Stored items

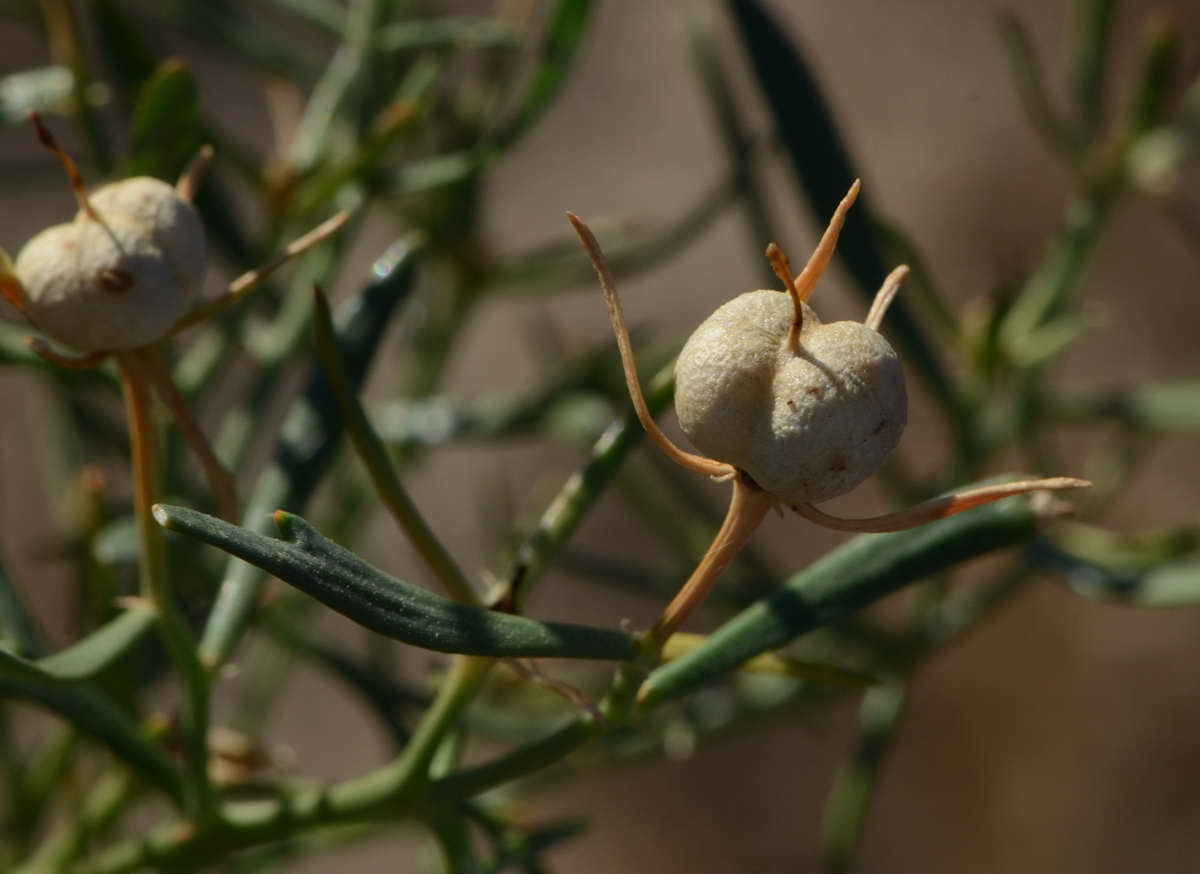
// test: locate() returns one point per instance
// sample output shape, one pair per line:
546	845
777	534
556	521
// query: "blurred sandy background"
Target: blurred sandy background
1063	736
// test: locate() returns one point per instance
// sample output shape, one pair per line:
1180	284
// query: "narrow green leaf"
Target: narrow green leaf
225	25
93	713
1153	569
735	132
345	582
1096	25
383	474
327	15
1027	79
825	171
562	264
312	433
41	89
880	716
90	656
166	124
448	31
859	573
561	45
384	696
126	52
1159	60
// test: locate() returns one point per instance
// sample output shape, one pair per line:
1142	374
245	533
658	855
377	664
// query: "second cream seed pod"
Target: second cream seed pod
791	409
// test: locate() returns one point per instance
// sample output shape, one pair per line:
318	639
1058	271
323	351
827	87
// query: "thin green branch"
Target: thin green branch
383	474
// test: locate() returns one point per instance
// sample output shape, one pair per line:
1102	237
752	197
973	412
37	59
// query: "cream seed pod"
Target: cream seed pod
791	409
120	279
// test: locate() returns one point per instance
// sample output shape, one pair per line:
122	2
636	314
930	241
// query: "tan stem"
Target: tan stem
885	297
699	464
47	139
821	256
783	269
43	349
220	480
937	508
245	283
748	507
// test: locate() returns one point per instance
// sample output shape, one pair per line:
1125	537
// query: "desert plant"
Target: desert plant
403	129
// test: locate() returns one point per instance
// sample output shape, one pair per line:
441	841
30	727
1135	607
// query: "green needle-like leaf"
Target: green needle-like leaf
823	167
166	124
846	580
383	474
18	629
126	52
564	34
91	712
345	582
101	648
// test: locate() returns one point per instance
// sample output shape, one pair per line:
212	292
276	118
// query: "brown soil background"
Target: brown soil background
1061	737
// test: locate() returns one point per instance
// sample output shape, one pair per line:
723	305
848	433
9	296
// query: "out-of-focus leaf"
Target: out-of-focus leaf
579	495
312	433
166	124
226	25
1152	406
449	31
736	135
333	112
1175	584
88	657
1147	569
324	13
1097	19
342	581
1023	63
93	713
42	90
379	466
18	630
679	645
859	573
561	45
825	171
387	699
1153	85
880	716
563	264
126	52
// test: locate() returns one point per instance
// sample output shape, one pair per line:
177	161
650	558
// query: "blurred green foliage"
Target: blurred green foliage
405	114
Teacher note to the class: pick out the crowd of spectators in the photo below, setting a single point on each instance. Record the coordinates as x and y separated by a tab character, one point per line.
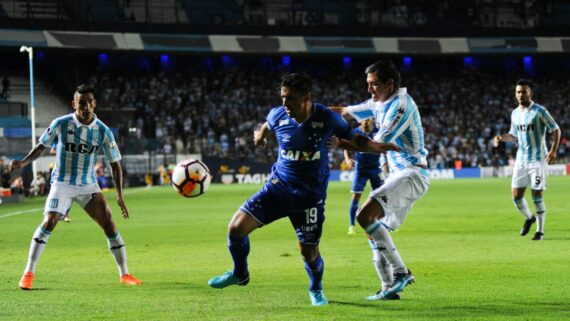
215	112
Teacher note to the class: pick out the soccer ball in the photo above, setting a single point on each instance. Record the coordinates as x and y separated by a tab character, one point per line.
191	178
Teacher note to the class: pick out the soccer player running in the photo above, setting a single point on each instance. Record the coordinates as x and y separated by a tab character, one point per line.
297	186
529	123
387	206
79	136
366	168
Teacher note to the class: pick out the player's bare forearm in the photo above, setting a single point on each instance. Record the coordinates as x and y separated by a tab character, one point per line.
34	154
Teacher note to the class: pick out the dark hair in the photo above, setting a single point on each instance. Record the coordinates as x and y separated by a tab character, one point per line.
298	82
84	89
525	82
385	70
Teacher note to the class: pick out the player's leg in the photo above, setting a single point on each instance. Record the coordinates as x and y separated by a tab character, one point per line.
358	184
254	213
352	211
520	181
57	206
37	246
98	209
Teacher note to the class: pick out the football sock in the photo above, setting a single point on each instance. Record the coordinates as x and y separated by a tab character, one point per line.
386	245
239	249
540	213
383	268
39	242
353	209
119	252
315	271
522	206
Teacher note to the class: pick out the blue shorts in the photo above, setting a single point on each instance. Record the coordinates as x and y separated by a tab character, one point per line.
360	178
271	204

Exercise objective: Only those lines running from the one containing "Teacher note to the class: pick out the soccer player" through the last line of the data above are to be copied, exactly, with both ends included.

Result for this task:
Teacher note to the class: pick out the soccer player running in the photo above, setting a single point on each instance. Record the coordinates as x and y separated by a tab character, one point per line.
297	186
529	123
387	206
79	136
366	168
Teacher note to the class: pick out the player's bare forearm in the photo above, setting a single point on each instance. Record the coordinates as x and y separated by a tab character, one point per line.
34	154
Teacher note to the class: pick out the dark hair in the photo above, setting a single point on each instance. Record the coordinates as x and y separated by a tab character, one point per line.
298	82
84	89
525	82
385	70
Teacher note to the class: pick out the player's leg in the photo above, setting a single point on each instance. Record the coordinates as x and y separated by a tab character, one point per line.
358	184
254	213
352	211
520	181
57	206
37	246
98	209
Teacher note to the class: pick out the football sock in the photo above, setting a single point on each instance. Record the coordinates as x and y separated by a tab character, one point per line.
386	245
239	249
540	213
383	268
39	242
353	209
119	252
315	271
522	206
Teacher note to the class: pick out the blue shorts in the photo above, setting a single point on each instance. Record the coordinates as x and y separated by a tab character, one point per line.
360	178
271	204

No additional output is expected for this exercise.